Activity:
Emit only the lines from the line containing "pin: the rolled-up" through the last line of the entries, unchanged.

Given information:
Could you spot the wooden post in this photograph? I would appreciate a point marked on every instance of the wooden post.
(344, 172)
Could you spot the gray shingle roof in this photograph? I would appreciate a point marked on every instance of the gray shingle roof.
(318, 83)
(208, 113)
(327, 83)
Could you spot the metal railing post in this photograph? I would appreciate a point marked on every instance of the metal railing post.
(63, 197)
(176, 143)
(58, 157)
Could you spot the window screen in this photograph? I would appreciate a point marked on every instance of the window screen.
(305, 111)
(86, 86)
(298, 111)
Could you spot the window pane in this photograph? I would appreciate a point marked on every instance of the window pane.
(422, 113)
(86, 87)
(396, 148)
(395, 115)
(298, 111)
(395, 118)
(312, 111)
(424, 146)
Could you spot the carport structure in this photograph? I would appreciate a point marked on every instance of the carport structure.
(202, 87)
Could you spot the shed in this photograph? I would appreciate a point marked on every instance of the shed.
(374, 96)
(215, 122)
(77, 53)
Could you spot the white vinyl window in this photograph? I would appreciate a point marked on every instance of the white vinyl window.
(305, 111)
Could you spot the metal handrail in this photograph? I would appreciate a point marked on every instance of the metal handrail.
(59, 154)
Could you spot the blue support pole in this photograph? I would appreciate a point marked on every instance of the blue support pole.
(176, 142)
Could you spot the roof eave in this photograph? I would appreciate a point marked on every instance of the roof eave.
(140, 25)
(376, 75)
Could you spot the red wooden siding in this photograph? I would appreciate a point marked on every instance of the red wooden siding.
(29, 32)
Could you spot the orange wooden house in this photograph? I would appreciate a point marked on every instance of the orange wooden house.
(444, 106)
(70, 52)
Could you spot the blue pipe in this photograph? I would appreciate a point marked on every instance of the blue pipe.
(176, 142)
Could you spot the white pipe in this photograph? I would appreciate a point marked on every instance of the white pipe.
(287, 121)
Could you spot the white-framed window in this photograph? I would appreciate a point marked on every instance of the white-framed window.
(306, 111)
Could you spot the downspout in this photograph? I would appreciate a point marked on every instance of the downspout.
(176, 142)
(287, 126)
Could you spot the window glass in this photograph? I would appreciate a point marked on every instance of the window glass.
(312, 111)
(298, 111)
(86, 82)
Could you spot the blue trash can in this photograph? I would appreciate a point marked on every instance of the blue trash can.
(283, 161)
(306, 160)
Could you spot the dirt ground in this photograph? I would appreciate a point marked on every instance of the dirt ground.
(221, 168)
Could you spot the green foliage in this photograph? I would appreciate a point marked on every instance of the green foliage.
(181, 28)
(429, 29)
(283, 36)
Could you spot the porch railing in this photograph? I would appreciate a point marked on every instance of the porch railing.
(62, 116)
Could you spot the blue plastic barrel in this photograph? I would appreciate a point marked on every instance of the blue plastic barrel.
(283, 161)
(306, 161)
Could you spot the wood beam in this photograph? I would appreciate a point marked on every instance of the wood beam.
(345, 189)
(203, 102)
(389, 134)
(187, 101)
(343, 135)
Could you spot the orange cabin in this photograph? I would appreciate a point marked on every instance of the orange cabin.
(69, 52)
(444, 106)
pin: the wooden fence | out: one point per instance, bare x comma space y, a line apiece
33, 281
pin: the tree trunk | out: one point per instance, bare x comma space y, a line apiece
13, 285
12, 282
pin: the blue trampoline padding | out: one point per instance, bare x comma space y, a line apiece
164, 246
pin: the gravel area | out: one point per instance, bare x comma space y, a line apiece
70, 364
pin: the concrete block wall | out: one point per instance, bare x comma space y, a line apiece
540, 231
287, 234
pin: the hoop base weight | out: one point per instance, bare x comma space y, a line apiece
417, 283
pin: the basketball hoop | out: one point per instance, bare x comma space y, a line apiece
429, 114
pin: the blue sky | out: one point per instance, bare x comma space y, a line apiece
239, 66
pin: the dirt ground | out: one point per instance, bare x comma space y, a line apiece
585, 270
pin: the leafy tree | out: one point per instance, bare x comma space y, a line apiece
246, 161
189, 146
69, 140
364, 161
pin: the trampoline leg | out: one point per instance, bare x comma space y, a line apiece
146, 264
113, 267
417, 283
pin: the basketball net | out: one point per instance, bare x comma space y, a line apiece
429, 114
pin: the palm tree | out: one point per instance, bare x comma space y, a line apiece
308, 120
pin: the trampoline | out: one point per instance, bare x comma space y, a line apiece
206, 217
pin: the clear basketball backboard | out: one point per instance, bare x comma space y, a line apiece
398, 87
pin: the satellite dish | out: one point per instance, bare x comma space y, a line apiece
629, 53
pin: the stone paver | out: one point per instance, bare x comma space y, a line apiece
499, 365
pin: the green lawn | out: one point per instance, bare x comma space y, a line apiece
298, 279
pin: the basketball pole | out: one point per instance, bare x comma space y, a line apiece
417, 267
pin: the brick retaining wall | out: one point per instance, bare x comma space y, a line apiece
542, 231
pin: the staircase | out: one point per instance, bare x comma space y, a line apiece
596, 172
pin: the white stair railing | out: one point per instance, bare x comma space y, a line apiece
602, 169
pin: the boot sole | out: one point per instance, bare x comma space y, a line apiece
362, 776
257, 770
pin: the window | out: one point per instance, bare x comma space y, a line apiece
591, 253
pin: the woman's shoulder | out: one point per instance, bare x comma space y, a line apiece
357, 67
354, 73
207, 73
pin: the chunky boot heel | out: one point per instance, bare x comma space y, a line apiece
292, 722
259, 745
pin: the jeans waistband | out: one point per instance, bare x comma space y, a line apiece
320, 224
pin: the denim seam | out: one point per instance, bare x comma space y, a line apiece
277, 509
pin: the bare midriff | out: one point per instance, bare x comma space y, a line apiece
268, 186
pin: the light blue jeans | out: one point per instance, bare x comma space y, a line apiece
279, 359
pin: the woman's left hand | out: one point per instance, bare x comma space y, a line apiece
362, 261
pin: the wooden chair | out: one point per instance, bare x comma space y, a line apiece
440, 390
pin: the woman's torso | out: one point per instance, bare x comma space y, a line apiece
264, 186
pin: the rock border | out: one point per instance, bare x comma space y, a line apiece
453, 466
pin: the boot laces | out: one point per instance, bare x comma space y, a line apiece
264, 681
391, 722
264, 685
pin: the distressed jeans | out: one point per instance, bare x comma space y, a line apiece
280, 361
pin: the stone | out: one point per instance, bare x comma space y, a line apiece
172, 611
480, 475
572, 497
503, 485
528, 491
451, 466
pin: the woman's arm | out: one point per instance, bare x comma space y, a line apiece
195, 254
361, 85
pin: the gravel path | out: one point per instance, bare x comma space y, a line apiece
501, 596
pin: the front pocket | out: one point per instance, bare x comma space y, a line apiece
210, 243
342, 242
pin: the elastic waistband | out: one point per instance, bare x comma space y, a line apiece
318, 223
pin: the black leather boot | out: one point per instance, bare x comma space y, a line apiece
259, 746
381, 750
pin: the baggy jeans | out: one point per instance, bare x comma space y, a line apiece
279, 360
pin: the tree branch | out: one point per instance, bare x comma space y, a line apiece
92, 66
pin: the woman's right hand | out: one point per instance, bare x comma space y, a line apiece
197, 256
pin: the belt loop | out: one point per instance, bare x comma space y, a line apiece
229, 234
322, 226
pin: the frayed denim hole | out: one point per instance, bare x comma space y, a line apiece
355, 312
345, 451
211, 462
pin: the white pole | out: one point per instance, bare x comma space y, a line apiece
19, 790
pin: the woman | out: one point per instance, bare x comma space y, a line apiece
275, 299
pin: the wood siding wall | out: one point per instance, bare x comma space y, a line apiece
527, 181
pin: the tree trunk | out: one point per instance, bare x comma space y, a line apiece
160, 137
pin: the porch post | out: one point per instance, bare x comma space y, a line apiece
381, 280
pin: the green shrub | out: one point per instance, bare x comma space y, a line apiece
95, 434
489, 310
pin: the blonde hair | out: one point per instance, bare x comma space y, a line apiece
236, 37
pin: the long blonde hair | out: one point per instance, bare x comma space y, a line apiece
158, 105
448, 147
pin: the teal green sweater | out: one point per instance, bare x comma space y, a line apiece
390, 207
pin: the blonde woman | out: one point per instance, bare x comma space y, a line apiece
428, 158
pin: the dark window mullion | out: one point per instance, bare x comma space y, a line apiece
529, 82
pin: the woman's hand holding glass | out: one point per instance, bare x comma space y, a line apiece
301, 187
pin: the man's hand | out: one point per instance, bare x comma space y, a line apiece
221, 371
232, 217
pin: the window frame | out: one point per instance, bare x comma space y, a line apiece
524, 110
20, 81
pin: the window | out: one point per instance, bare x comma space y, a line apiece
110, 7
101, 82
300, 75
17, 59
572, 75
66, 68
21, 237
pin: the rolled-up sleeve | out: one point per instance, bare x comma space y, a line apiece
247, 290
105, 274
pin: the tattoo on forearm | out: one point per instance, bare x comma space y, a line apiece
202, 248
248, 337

Answer for this exercise:
pin: the rolled-up sleeve | out: one point per instance, bare x comma space y, a line apiece
247, 290
105, 274
pin: the tattoo on forearm | out: one point per instance, bare x comma space y, a line apiece
202, 248
248, 337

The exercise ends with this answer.